Given exercise => Render the material below as a Markdown table with the columns Row and Line, from the line containing "Target: cardboard box" through the line containing "(1133, 534)", both included. Number each row, and leave out any blank lines.

Dataset rows =>
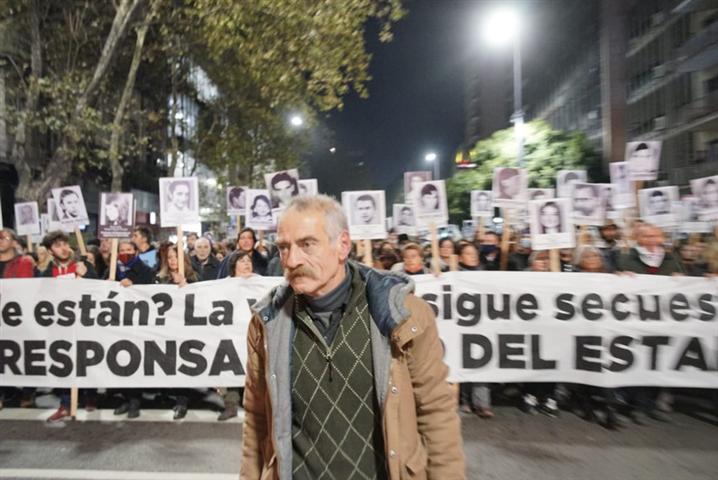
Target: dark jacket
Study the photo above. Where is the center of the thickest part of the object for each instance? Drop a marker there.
(631, 262)
(207, 271)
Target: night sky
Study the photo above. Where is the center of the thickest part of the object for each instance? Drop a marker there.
(416, 96)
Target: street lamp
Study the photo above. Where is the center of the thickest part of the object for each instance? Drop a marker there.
(431, 157)
(500, 27)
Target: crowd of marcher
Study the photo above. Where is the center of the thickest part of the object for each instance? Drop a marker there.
(644, 249)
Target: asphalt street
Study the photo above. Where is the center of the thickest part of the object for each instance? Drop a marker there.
(512, 446)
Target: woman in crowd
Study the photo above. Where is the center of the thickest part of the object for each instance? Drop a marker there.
(169, 274)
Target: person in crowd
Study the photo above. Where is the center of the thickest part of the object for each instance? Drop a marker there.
(191, 239)
(64, 265)
(412, 260)
(247, 242)
(142, 237)
(13, 265)
(204, 262)
(649, 257)
(131, 270)
(328, 294)
(169, 274)
(590, 259)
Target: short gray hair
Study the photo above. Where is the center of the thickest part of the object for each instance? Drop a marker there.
(334, 217)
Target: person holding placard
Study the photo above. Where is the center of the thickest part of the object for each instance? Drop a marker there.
(64, 265)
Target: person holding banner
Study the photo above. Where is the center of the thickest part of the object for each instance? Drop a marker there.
(65, 266)
(344, 348)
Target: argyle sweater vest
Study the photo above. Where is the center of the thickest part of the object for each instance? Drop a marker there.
(336, 419)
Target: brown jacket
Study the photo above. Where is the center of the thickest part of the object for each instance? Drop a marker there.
(422, 433)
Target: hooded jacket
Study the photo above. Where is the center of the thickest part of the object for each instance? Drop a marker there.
(422, 435)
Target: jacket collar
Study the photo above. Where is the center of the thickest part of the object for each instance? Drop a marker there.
(385, 292)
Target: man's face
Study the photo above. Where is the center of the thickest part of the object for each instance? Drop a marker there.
(180, 196)
(201, 249)
(430, 201)
(71, 205)
(366, 210)
(710, 194)
(312, 262)
(246, 242)
(61, 250)
(550, 217)
(283, 190)
(659, 204)
(584, 201)
(412, 260)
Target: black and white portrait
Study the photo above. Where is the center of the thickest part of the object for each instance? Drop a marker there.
(179, 201)
(71, 206)
(566, 179)
(411, 184)
(282, 186)
(27, 218)
(308, 186)
(657, 205)
(588, 207)
(540, 193)
(509, 186)
(643, 160)
(705, 190)
(236, 200)
(481, 203)
(550, 224)
(116, 215)
(366, 212)
(259, 213)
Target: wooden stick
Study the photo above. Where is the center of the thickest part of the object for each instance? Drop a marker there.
(554, 256)
(505, 238)
(435, 266)
(180, 250)
(113, 259)
(80, 242)
(368, 261)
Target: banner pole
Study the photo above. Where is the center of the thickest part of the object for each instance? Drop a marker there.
(180, 251)
(113, 260)
(505, 238)
(435, 266)
(368, 261)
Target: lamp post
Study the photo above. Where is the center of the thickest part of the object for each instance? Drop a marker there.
(502, 26)
(431, 157)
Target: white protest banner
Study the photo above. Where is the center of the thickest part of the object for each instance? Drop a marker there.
(92, 333)
(595, 329)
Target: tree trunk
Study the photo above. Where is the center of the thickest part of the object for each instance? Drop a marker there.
(63, 158)
(114, 150)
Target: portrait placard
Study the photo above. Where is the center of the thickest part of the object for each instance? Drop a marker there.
(404, 221)
(236, 200)
(510, 187)
(705, 191)
(430, 206)
(70, 205)
(259, 214)
(482, 203)
(643, 159)
(551, 224)
(657, 205)
(365, 210)
(282, 187)
(565, 179)
(588, 206)
(179, 201)
(117, 215)
(27, 218)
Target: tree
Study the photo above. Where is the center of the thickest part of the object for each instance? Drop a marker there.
(546, 151)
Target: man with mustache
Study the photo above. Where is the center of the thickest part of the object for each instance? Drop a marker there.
(345, 363)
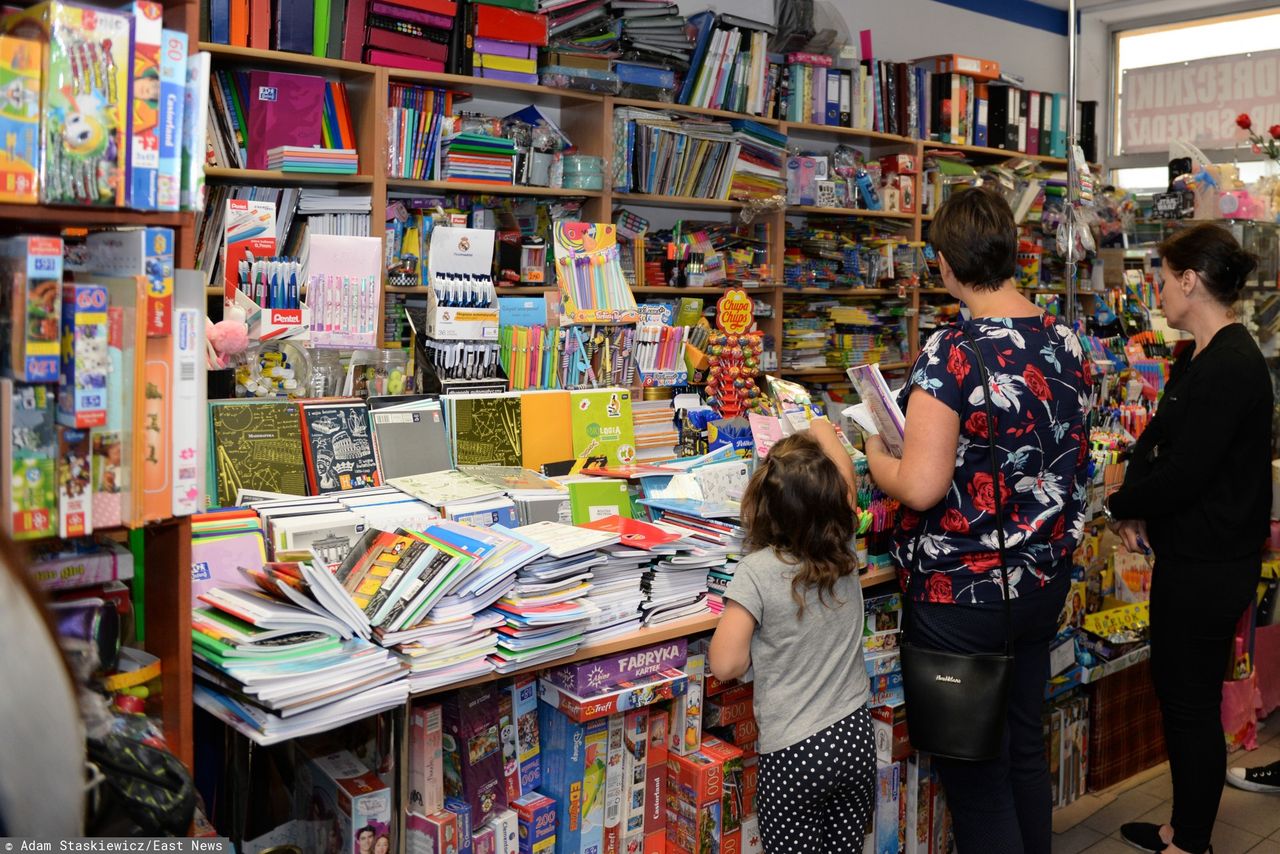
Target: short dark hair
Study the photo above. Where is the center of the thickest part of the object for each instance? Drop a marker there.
(974, 231)
(1215, 255)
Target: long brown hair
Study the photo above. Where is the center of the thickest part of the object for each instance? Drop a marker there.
(800, 506)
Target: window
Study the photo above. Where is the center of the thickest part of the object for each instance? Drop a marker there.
(1184, 42)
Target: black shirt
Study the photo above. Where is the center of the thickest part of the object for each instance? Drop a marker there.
(1201, 473)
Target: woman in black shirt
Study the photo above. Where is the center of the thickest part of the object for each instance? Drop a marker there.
(1198, 491)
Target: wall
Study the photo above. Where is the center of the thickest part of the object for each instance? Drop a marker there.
(904, 30)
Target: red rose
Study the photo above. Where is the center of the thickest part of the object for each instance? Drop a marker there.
(983, 493)
(1034, 379)
(938, 588)
(958, 364)
(982, 562)
(977, 425)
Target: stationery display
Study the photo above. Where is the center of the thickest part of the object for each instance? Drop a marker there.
(589, 274)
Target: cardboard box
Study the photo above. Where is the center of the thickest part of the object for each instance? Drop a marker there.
(85, 360)
(662, 686)
(338, 790)
(599, 674)
(888, 724)
(686, 712)
(472, 752)
(574, 773)
(425, 759)
(535, 814)
(435, 834)
(32, 279)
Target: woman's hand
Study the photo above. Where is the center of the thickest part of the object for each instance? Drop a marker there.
(1133, 534)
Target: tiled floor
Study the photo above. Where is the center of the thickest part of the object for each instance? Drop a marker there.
(1246, 821)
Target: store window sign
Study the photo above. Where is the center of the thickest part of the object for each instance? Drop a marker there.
(1198, 101)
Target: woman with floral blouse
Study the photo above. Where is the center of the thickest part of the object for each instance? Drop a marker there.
(946, 543)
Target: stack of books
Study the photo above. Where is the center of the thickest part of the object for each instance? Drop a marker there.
(478, 159)
(406, 33)
(291, 158)
(503, 41)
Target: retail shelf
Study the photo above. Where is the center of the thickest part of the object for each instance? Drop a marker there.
(691, 110)
(86, 215)
(848, 211)
(809, 128)
(931, 145)
(407, 185)
(278, 176)
(688, 202)
(259, 56)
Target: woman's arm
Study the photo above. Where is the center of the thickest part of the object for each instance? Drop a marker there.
(920, 479)
(824, 432)
(730, 654)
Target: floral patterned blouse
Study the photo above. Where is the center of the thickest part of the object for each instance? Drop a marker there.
(1041, 396)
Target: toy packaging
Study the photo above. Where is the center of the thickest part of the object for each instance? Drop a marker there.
(536, 822)
(145, 108)
(574, 773)
(472, 752)
(434, 834)
(663, 685)
(425, 759)
(86, 100)
(173, 101)
(132, 252)
(342, 799)
(461, 811)
(32, 273)
(686, 712)
(21, 63)
(82, 391)
(74, 484)
(589, 677)
(28, 451)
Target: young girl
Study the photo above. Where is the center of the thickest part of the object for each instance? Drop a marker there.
(794, 613)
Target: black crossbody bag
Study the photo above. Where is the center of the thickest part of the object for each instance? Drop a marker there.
(956, 703)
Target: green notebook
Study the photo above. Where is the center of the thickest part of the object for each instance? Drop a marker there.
(602, 425)
(598, 498)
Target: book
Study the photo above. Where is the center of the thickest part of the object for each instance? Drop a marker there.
(602, 425)
(283, 109)
(878, 411)
(255, 446)
(485, 430)
(338, 447)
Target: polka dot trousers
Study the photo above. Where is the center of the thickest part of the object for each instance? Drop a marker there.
(817, 795)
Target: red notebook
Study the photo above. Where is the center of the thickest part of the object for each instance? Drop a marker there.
(283, 109)
(375, 56)
(402, 44)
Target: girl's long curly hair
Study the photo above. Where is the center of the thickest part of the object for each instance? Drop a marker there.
(800, 506)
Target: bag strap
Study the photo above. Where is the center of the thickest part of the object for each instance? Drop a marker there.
(995, 487)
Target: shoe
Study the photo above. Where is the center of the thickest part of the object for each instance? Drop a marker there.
(1143, 835)
(1260, 779)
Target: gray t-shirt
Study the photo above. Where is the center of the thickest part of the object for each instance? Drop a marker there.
(809, 671)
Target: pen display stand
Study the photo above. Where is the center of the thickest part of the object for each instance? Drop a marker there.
(589, 274)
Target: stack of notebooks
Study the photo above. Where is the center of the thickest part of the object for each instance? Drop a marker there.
(277, 662)
(730, 68)
(289, 158)
(475, 158)
(406, 33)
(502, 40)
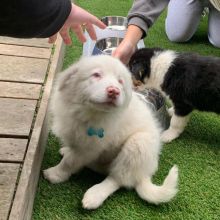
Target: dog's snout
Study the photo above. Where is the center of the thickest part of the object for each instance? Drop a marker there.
(113, 92)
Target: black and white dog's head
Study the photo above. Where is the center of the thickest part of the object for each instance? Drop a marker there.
(140, 64)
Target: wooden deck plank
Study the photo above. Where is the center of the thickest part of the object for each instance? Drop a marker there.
(23, 69)
(36, 42)
(24, 197)
(8, 177)
(12, 150)
(16, 116)
(19, 90)
(24, 51)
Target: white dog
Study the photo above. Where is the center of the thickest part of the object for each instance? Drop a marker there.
(105, 126)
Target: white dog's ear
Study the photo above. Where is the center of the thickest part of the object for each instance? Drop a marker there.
(65, 77)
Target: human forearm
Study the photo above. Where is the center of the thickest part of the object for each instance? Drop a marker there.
(144, 13)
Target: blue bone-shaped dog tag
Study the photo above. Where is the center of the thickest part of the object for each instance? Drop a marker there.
(92, 131)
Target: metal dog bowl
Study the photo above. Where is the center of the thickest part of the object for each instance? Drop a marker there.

Exercise answer =>
| Row | Line |
|---|---|
| 1 | Target: cardboard box |
| 2 | Study the photo above. Where is the center of the thickest part of the object for each instance? Drop a marker there. |
| 3 | (85, 360) |
| 4 | (662, 686) |
| 5 | (338, 790) |
| 6 | (599, 674) |
| 7 | (888, 724) |
| 8 | (686, 712) |
| 9 | (472, 752) |
| 10 | (574, 773) |
| 11 | (425, 759) |
| 12 | (535, 814) |
| 13 | (435, 834) |
| 14 | (32, 279) |
| 15 | Target: woman's hand |
| 16 | Study the photo above. Where is the center of the thickest part of the object for each instance? Drop a marker there. |
| 17 | (1133, 534) |